• [Do this]
List every line in the records below that contains the string "tree", with case counting.

• [Data for this exercise]
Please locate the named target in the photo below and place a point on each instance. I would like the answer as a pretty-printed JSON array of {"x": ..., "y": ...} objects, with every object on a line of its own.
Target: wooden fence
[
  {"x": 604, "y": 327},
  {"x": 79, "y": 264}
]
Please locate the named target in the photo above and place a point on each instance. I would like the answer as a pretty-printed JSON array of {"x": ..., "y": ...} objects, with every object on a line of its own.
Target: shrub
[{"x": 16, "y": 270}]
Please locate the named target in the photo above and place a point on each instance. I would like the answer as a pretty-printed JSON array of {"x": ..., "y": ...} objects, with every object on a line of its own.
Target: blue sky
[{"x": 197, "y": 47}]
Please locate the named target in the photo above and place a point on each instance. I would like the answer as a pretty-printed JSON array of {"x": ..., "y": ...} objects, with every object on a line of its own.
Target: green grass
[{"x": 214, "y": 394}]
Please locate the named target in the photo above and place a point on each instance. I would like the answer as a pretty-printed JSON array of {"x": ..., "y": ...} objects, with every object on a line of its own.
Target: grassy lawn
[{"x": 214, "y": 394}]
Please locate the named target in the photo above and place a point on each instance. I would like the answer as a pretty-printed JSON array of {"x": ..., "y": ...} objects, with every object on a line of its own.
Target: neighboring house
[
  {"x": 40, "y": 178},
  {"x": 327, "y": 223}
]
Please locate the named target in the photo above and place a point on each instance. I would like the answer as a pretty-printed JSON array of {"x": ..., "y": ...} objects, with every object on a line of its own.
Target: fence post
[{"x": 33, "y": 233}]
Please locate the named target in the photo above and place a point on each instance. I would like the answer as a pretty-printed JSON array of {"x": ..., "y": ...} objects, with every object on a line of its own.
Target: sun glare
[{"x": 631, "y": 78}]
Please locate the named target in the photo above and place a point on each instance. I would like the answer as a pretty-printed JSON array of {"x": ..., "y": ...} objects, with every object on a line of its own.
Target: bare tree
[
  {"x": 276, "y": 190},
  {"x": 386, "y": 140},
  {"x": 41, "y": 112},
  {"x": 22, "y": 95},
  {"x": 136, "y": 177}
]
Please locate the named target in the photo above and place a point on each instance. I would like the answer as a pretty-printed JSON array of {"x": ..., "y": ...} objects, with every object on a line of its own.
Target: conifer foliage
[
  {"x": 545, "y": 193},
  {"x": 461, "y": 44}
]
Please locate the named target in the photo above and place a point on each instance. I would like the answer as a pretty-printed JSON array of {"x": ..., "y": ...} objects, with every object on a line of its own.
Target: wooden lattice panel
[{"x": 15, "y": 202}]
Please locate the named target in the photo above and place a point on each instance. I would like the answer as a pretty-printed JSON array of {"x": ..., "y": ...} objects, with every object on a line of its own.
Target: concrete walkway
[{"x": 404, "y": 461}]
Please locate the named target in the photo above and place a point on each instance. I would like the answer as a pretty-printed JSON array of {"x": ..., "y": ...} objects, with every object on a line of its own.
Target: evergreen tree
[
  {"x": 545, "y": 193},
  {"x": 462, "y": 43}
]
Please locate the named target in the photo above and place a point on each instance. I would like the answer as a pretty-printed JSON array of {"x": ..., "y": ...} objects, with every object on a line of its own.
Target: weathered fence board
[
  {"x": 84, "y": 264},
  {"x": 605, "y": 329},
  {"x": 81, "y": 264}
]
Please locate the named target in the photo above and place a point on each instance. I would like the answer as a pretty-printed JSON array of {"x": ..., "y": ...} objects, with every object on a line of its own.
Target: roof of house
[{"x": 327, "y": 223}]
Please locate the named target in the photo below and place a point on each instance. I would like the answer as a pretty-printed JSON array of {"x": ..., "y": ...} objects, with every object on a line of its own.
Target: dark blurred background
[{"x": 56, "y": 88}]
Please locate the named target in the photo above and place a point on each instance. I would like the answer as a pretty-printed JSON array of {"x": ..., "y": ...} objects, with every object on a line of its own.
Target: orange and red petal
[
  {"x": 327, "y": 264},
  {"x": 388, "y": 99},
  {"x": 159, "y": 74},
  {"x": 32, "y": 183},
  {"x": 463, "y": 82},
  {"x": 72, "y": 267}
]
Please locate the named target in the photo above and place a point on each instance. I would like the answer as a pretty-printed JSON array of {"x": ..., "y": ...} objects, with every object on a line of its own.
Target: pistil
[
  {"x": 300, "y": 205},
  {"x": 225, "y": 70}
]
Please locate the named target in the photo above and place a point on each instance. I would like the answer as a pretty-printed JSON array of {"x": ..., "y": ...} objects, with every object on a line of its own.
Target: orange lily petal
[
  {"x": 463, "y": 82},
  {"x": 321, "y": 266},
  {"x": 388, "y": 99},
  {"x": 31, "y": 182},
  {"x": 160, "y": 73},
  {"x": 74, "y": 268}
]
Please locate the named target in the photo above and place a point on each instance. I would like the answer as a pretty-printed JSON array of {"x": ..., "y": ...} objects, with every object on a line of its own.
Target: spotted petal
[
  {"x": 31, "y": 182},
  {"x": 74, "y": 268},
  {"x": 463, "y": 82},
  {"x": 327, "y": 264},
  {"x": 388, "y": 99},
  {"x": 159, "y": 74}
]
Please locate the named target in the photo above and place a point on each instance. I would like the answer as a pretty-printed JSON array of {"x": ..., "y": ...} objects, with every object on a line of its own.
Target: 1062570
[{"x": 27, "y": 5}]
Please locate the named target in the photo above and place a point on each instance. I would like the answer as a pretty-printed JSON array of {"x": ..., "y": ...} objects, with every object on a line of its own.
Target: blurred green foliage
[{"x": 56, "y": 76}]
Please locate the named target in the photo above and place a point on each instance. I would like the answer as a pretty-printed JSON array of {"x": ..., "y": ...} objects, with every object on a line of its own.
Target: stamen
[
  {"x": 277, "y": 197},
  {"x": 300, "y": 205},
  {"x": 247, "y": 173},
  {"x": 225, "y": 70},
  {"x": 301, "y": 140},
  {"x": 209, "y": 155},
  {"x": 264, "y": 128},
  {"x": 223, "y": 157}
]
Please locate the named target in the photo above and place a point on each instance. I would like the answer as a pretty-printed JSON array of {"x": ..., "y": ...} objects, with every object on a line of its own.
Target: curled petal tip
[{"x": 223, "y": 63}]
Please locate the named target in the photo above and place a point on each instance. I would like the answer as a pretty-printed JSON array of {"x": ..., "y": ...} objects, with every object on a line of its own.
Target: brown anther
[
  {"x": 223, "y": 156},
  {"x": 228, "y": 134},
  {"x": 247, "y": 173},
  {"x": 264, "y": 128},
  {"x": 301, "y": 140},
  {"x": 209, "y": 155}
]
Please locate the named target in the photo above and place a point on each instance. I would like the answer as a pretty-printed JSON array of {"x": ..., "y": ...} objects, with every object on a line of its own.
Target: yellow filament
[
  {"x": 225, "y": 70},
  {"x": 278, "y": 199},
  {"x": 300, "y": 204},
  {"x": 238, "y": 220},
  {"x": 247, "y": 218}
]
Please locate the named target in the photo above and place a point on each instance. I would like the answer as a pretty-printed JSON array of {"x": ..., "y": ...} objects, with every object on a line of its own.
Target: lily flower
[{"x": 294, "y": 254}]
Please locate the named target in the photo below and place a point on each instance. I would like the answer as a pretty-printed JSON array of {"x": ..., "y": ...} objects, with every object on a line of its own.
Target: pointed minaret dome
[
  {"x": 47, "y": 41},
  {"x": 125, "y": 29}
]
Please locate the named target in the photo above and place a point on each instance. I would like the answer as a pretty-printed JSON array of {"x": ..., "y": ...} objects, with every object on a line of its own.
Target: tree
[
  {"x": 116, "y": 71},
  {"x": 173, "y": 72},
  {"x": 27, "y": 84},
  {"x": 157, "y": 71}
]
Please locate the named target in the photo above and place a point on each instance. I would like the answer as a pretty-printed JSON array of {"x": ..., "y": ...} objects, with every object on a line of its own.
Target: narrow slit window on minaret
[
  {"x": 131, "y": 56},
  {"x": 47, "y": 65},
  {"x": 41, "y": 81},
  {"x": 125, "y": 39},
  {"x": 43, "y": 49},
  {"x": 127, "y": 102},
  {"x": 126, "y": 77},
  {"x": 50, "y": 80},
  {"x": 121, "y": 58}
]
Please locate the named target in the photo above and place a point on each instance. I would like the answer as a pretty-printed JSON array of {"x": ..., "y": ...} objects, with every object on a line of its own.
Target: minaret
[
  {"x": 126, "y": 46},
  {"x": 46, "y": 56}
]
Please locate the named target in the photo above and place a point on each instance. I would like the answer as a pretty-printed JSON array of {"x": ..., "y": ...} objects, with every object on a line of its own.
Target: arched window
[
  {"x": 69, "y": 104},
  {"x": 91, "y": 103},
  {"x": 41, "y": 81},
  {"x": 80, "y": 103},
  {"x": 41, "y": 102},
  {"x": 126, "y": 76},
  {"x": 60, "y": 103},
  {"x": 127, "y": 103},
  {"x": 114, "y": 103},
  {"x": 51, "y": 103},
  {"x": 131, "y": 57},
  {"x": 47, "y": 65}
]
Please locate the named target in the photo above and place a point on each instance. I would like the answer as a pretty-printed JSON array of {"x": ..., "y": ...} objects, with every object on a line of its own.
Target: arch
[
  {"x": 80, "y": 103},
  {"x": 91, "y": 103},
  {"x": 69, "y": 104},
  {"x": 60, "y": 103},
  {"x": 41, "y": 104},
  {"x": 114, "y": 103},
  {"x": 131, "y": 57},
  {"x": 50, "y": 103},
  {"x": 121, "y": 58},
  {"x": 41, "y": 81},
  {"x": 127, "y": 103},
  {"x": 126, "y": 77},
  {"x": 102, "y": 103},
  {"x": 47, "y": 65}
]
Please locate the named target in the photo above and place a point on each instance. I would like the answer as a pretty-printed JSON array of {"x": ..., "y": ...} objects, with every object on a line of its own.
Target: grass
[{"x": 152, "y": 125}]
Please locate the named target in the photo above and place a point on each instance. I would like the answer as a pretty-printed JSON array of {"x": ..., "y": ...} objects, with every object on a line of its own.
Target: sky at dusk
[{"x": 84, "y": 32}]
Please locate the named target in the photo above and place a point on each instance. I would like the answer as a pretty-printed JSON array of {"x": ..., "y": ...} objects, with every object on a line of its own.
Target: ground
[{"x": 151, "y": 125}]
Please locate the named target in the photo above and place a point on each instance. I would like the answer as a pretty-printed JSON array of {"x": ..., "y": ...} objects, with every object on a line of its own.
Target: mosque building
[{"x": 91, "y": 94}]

• [Exercise solution]
Target: bare tree
Target: evergreen tree
Target: tree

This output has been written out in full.